As with the previous entry into what we hope is a long-running film continuation (short of a multi-season return to television), there are minor plotlines that thread throughout the rest of the film alongside its two major stories. The absence of Matthew Goode in this film is a noted detail from beginning to end, playing a part in an underlying theme throughout the film proper and its backstory, desire versus duty. A desire for self-indulgence, a desire for freedom, a desire for attention. Will Mary succumb to her desire for Jack Barber or stay the course, despite the difficulties in her marriage with the oft out-of-town husband.

Over the course of the movie, it is mentioned that, with Violet’s impending death, Mary is the one who is most like the fearsome Dowager Countess. The one who will take on her duty in the family and her role in the household. How that theme of desire versus duty gives us the answer to Mary’s driving question long before it could become an issue. For everybody else, the shocking answer is…! As if I’d tell.

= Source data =
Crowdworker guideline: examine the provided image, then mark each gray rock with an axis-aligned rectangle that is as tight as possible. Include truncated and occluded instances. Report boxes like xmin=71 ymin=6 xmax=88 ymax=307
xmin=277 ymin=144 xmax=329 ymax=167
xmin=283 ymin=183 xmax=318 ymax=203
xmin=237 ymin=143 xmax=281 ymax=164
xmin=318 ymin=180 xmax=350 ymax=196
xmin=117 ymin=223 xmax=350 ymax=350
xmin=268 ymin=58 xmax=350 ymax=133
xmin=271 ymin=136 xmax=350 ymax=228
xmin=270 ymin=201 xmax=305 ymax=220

= Work task 1 =
What underlying theme does the film commentary identify as running through the film and its backstory?
= Work task 2 =
Resume the film commentary after its final sentence.

= Written answer 1 =
Desire versus duty.

= Written answer 2 =
From the second that Guy Dexter appeared on screen, with most of the ladies on screen fawning over him, I immediately pegged him as gay. Intuition be damned, I was clamoring for Mr. Barrow to finally get as happy an ending as was possible. So, too, it seemed, was Mary Crawley. Next to Myrna, it was clear that there was going to be a large hurdle for the film production to overcome, and a history aficionado would have been able to pinpoint it almost exactly. The silent film era was coming to an end and the “talkies” were on the rise, endangering the production and one starlet’s career. As was common for the time, actors and actresses were not chosen for their speaking ability or even their acting capabilities, but for their appearance. One could have an atrocious voice and still bag the leading role in every film, as long as nobody expected them to speak. So, we come to Myrna’s problem, she has the face, but not the voice.
Which allowed Mary to seamlessly (almost, a tantrum from a star is never out of the realm of possibility in Hollywood) step in and provide the voice for Myrna Dalgleish. This was all in service of her driving storyline, will she or won’t she succumb to the director’s advances, and the fact that they gave Mary more agency in that storyline was phenomenal. Too many times, an affair storyline, or even a romance, is the entirety of the effort put into a woman’s story arc. Having it as a side piece (pun definitely intended) was refreshing, to say the least.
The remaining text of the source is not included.